━━━━━ Extracted records ━━━━━

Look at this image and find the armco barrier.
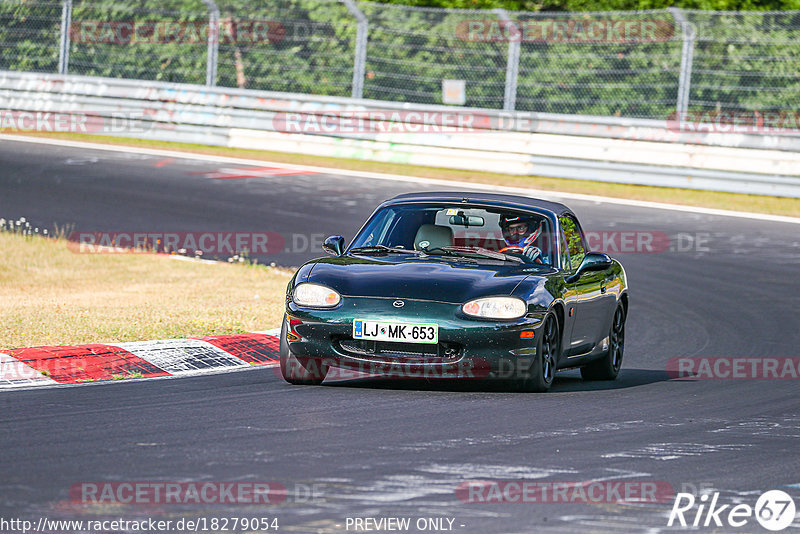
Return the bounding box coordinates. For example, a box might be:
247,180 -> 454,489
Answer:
1,70 -> 799,197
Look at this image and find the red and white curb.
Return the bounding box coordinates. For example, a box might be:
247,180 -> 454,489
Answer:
0,329 -> 281,390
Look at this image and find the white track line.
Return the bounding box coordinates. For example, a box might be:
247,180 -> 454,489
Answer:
2,134 -> 798,225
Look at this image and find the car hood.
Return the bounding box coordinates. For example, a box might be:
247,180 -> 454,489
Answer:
303,254 -> 545,303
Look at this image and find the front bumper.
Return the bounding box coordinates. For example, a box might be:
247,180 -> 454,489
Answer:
285,296 -> 545,380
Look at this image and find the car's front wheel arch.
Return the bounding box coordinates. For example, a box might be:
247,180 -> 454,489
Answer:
516,311 -> 560,393
550,301 -> 565,363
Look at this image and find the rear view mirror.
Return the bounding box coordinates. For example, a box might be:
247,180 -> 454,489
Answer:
448,214 -> 484,227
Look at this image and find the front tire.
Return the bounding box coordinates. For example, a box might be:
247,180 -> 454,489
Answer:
518,313 -> 559,392
279,316 -> 327,385
581,304 -> 625,381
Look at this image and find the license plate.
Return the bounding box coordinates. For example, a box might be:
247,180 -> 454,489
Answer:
352,320 -> 438,344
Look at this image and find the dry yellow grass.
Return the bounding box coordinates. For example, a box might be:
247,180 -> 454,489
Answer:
0,232 -> 291,350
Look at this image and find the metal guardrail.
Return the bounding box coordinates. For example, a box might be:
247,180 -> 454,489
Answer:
1,70 -> 799,197
4,70 -> 800,151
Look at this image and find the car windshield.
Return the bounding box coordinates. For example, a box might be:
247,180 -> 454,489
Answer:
349,204 -> 555,266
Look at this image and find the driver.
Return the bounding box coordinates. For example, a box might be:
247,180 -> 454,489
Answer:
500,214 -> 543,262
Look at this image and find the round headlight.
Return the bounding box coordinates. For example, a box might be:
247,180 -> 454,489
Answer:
462,296 -> 526,319
293,283 -> 341,308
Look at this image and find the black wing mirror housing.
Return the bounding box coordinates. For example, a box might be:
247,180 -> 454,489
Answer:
566,252 -> 613,283
323,235 -> 345,256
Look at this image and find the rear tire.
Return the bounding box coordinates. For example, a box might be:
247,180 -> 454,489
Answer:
581,304 -> 625,381
517,313 -> 559,392
279,316 -> 327,385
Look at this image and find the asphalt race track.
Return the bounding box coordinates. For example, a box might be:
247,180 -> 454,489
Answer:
1,138 -> 799,533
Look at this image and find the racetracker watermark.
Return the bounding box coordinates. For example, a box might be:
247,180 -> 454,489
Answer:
666,357 -> 800,380
69,482 -> 325,505
456,18 -> 674,42
68,231 -> 283,255
277,357 -> 492,381
270,110 -> 541,134
457,480 -> 674,503
449,229 -> 705,254
269,109 -> 800,137
0,517 -> 279,534
66,232 -> 329,256
667,110 -> 800,134
0,111 -> 154,134
70,20 -> 285,44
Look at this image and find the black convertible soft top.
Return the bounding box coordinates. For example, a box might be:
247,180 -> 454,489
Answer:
386,191 -> 572,217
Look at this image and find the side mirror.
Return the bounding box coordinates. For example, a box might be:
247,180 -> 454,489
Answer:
322,235 -> 345,256
566,252 -> 613,283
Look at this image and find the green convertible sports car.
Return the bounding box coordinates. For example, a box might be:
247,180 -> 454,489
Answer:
280,191 -> 628,392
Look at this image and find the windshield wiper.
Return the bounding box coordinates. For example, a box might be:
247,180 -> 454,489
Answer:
349,245 -> 422,255
434,246 -> 523,264
419,246 -> 462,257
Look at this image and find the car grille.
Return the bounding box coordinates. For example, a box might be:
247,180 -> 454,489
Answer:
336,338 -> 462,363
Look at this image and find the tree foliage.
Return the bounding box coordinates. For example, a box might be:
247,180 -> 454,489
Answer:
373,0 -> 800,11
1,0 -> 798,120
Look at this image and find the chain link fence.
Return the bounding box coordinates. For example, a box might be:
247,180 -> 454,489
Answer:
686,10 -> 800,113
358,4 -> 508,109
70,1 -> 209,84
0,0 -> 62,73
1,0 -> 799,120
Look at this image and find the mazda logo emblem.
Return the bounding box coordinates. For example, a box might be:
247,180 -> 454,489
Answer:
392,300 -> 405,308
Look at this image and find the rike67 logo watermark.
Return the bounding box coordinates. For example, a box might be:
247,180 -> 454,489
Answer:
669,490 -> 796,531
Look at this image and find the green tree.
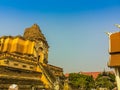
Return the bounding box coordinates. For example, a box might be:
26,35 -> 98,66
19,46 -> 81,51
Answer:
95,71 -> 116,89
86,75 -> 95,89
69,73 -> 82,89
68,73 -> 95,89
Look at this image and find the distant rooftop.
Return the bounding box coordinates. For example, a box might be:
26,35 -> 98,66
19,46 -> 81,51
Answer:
65,71 -> 114,79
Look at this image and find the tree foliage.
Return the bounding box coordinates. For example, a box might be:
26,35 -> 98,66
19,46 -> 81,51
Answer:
68,71 -> 116,90
95,71 -> 116,89
69,73 -> 95,89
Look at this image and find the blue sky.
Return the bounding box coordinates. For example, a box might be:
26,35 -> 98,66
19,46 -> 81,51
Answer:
0,0 -> 120,73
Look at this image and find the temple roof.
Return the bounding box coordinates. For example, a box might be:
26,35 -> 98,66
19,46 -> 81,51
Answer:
23,24 -> 48,47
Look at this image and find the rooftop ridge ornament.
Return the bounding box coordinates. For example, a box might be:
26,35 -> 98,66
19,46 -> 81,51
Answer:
105,24 -> 120,37
115,24 -> 120,29
106,32 -> 112,37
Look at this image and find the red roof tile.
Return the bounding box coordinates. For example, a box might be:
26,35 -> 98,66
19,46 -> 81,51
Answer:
80,72 -> 100,79
64,71 -> 114,79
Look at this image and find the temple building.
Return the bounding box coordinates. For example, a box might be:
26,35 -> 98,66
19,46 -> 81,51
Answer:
108,31 -> 120,90
0,24 -> 64,90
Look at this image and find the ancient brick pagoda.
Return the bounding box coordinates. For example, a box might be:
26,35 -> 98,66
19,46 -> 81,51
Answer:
0,24 -> 64,90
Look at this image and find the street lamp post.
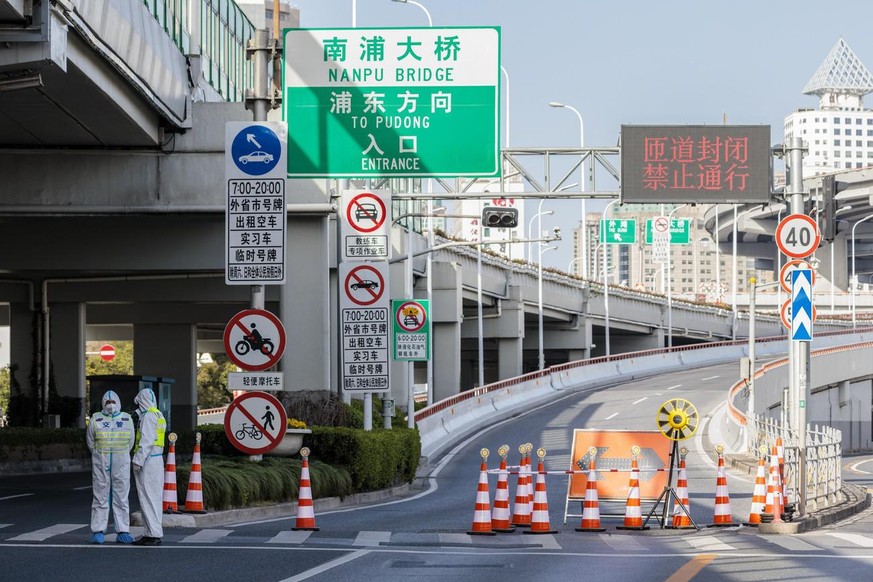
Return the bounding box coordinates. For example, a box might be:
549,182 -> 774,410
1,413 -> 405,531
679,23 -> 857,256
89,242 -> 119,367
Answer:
548,101 -> 586,278
667,204 -> 686,349
747,278 -> 781,450
390,0 -> 432,25
538,244 -> 558,370
732,206 -> 756,340
528,203 -> 553,262
602,200 -> 619,355
852,213 -> 873,328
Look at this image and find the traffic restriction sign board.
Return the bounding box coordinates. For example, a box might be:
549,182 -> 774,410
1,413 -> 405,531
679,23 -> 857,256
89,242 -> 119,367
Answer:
339,262 -> 390,392
224,309 -> 286,371
392,299 -> 430,360
776,214 -> 821,259
341,190 -> 390,260
343,263 -> 387,306
779,259 -> 816,293
224,391 -> 287,455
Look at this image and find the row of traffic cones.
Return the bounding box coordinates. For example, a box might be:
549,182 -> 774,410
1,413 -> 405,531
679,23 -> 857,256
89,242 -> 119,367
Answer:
162,432 -> 206,514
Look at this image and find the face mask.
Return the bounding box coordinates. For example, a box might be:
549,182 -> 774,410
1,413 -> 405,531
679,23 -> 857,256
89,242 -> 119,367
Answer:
103,401 -> 119,415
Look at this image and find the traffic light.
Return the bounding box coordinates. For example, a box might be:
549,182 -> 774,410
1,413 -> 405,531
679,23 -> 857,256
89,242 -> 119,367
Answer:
819,175 -> 847,242
481,206 -> 519,228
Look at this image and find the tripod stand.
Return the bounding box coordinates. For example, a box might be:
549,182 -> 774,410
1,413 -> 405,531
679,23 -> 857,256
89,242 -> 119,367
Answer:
642,431 -> 699,529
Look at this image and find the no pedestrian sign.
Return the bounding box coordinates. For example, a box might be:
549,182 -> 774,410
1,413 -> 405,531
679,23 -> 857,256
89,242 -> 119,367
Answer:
392,299 -> 430,361
224,391 -> 287,455
341,190 -> 390,260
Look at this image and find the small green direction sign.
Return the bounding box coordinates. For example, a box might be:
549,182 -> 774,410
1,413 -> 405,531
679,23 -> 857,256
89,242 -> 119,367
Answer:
392,299 -> 430,361
599,219 -> 637,244
645,218 -> 691,244
284,27 -> 501,178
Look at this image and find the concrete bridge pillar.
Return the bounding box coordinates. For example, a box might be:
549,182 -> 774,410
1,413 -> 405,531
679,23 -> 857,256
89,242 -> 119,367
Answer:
431,261 -> 463,401
50,302 -> 86,427
9,301 -> 36,423
494,285 -> 524,380
133,323 -> 196,432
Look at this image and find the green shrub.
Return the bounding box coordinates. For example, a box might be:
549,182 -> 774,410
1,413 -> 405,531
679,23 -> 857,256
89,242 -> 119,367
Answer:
0,427 -> 89,462
175,457 -> 352,511
304,427 -> 420,491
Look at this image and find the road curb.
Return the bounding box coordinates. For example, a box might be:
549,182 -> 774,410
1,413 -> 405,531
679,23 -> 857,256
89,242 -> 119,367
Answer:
131,482 -> 416,528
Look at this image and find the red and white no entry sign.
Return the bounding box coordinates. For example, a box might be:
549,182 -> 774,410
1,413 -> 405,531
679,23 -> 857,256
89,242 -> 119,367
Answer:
344,264 -> 386,306
224,309 -> 286,371
395,300 -> 427,332
224,391 -> 287,455
776,214 -> 821,259
99,344 -> 116,362
346,192 -> 387,234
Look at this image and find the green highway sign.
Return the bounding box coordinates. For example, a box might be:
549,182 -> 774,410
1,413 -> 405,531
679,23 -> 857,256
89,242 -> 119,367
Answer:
392,299 -> 430,361
599,219 -> 637,244
284,27 -> 501,178
645,218 -> 691,244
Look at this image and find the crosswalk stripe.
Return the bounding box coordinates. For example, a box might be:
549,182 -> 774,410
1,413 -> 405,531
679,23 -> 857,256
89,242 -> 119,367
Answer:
0,524 -> 11,530
599,533 -> 648,551
267,531 -> 313,544
757,535 -> 823,551
825,532 -> 873,547
353,531 -> 391,547
180,529 -> 232,543
7,523 -> 86,542
684,536 -> 735,552
522,534 -> 561,550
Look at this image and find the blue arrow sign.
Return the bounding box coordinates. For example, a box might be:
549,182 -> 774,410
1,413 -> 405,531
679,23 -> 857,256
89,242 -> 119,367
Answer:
791,269 -> 813,341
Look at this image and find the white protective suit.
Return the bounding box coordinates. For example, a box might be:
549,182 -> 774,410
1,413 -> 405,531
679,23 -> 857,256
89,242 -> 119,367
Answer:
86,390 -> 135,535
133,388 -> 166,540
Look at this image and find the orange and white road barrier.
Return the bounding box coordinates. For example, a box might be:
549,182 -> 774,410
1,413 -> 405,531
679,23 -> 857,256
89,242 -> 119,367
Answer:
576,446 -> 606,532
745,445 -> 769,526
670,446 -> 694,529
491,445 -> 515,533
468,448 -> 496,536
182,432 -> 206,514
293,447 -> 320,531
525,448 -> 558,535
162,433 -> 179,514
618,446 -> 648,530
511,445 -> 531,527
708,444 -> 734,527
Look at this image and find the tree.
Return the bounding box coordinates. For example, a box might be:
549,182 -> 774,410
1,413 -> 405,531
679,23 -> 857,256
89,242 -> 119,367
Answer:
0,366 -> 9,422
197,353 -> 236,409
85,341 -> 134,376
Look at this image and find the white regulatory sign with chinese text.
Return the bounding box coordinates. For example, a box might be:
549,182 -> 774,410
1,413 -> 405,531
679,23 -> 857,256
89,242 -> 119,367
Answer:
339,262 -> 390,392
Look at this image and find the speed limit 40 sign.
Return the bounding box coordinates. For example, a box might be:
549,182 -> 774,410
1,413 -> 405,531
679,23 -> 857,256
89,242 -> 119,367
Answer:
776,214 -> 821,259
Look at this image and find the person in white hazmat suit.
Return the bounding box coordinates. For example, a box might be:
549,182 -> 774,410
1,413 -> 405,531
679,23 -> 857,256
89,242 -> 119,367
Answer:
86,390 -> 135,544
132,387 -> 166,546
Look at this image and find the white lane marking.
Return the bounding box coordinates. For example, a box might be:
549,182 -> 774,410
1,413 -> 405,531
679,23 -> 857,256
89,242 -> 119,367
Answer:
758,535 -> 823,551
667,384 -> 682,390
72,486 -> 92,491
0,524 -> 11,530
849,459 -> 873,475
180,529 -> 232,543
523,534 -> 561,550
826,532 -> 873,547
632,397 -> 647,405
279,549 -> 371,582
7,523 -> 86,541
0,494 -> 34,502
701,375 -> 720,381
605,412 -> 619,420
268,531 -> 313,544
353,531 -> 391,547
684,536 -> 735,552
599,533 -> 648,551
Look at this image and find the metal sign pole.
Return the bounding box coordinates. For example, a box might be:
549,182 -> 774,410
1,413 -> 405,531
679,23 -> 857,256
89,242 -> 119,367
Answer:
786,137 -> 809,517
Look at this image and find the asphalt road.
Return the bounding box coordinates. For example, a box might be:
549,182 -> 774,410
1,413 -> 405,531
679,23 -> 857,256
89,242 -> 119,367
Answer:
3,361 -> 873,581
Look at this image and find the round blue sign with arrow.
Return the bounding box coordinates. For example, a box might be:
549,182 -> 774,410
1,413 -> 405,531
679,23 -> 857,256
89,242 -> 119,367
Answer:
231,125 -> 282,176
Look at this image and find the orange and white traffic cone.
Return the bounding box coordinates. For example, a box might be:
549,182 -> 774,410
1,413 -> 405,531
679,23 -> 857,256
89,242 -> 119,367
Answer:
511,445 -> 531,528
775,437 -> 788,506
745,447 -> 769,526
766,446 -> 784,524
162,433 -> 180,514
708,445 -> 734,527
182,432 -> 206,514
618,446 -> 648,530
468,448 -> 496,535
293,447 -> 320,531
524,444 -> 534,519
576,447 -> 606,532
524,448 -> 557,535
670,447 -> 694,529
491,446 -> 515,533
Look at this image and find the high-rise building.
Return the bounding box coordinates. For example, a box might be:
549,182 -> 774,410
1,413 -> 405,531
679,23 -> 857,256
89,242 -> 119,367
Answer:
237,0 -> 300,33
784,38 -> 873,176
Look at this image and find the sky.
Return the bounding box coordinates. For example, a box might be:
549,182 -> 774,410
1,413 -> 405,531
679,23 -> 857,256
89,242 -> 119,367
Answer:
289,0 -> 873,269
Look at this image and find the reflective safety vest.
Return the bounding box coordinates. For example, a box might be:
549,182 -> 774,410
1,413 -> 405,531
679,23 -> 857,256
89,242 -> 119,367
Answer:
135,407 -> 167,449
90,413 -> 134,454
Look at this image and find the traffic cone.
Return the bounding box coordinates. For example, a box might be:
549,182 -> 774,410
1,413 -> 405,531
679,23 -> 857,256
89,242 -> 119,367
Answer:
745,454 -> 768,526
468,449 -> 496,535
162,433 -> 179,514
764,446 -> 784,524
524,449 -> 557,535
775,437 -> 788,505
182,432 -> 206,514
670,451 -> 694,529
525,445 -> 534,519
491,447 -> 516,533
618,449 -> 648,530
293,447 -> 319,531
511,446 -> 531,527
576,448 -> 606,532
708,445 -> 734,527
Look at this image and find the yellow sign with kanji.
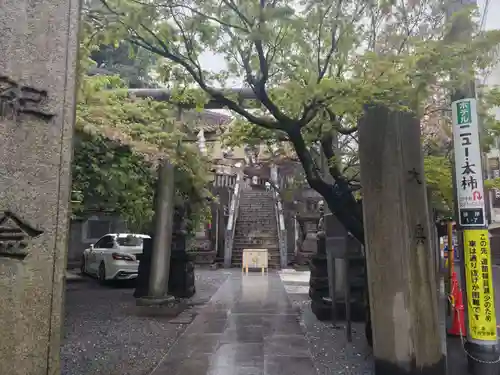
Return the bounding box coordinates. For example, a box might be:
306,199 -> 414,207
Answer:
463,229 -> 497,341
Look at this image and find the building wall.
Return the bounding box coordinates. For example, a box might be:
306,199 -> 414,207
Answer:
67,215 -> 128,267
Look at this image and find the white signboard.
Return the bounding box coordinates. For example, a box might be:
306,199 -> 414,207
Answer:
242,248 -> 268,274
451,98 -> 486,227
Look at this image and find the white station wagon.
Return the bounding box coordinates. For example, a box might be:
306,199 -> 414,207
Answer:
81,233 -> 150,283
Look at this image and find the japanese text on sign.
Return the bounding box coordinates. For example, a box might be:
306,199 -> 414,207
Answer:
452,99 -> 486,226
463,229 -> 497,341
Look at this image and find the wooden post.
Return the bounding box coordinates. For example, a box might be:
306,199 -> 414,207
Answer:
358,105 -> 444,375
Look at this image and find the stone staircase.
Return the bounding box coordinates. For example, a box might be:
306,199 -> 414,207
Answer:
231,188 -> 281,268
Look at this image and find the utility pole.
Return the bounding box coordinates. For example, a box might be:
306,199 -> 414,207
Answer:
448,1 -> 499,373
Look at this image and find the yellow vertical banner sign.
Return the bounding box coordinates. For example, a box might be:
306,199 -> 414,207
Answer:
463,229 -> 497,341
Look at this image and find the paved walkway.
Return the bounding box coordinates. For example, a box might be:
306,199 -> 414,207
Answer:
149,272 -> 317,375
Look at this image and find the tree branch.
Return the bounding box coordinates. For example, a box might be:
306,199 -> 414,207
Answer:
250,0 -> 292,125
222,0 -> 253,28
317,0 -> 343,81
99,0 -> 286,131
325,108 -> 357,134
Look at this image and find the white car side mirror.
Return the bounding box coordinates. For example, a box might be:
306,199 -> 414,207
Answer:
90,244 -> 94,250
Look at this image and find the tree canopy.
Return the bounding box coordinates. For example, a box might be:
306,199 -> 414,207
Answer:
73,12 -> 213,233
73,75 -> 213,232
86,0 -> 500,243
89,42 -> 159,88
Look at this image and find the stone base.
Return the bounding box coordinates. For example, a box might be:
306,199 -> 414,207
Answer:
134,238 -> 196,300
311,298 -> 332,321
308,253 -> 366,322
190,250 -> 217,264
133,296 -> 187,318
136,295 -> 177,307
294,251 -> 315,265
310,297 -> 366,322
169,251 -> 196,298
292,264 -> 310,271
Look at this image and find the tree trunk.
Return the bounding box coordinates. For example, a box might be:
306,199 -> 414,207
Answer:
358,105 -> 444,375
287,127 -> 365,244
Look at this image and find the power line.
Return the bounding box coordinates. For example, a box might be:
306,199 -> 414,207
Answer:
480,0 -> 490,31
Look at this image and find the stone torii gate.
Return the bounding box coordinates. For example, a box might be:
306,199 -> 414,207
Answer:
130,88 -> 268,304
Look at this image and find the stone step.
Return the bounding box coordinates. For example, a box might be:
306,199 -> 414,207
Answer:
234,231 -> 278,236
232,248 -> 280,254
235,225 -> 277,229
232,247 -> 280,253
235,223 -> 277,227
235,221 -> 277,226
239,200 -> 274,203
240,194 -> 274,198
234,227 -> 277,231
240,206 -> 274,211
231,248 -> 280,254
234,233 -> 278,236
234,244 -> 279,249
233,234 -> 278,238
235,225 -> 276,229
232,248 -> 280,253
234,238 -> 278,243
239,201 -> 274,204
232,245 -> 279,249
235,221 -> 277,225
234,234 -> 278,238
238,218 -> 275,221
237,215 -> 276,219
234,224 -> 277,229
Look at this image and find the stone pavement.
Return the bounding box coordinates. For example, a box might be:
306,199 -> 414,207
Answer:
142,267 -> 500,375
149,272 -> 317,375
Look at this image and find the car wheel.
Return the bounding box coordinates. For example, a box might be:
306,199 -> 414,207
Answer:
98,262 -> 106,285
80,256 -> 86,275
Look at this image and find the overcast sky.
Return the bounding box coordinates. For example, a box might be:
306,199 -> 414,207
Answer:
479,0 -> 498,30
205,1 -> 499,116
201,2 -> 498,75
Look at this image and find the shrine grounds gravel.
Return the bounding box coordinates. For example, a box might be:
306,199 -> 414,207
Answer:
61,268 -> 231,375
279,270 -> 375,375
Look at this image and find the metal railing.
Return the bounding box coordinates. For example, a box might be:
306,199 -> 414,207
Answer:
223,172 -> 243,267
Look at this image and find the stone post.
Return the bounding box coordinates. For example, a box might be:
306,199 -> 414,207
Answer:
358,105 -> 444,374
0,1 -> 81,374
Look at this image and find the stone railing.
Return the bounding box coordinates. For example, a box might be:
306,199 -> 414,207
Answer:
223,172 -> 243,267
214,173 -> 237,188
272,188 -> 287,268
270,165 -> 287,268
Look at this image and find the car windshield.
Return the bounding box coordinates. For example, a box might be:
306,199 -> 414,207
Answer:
116,235 -> 143,247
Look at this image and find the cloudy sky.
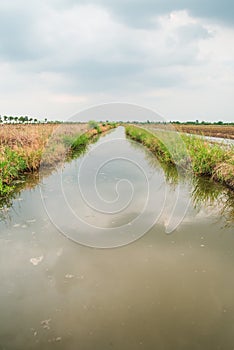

━━━━━

▸ Your assignment
When a line of the material holds the string "text", copy that line.

▸ Response for this exercise
Look at this image and find the white regulatory sign with chinese text.
Look at this image and find the japanese text on sign.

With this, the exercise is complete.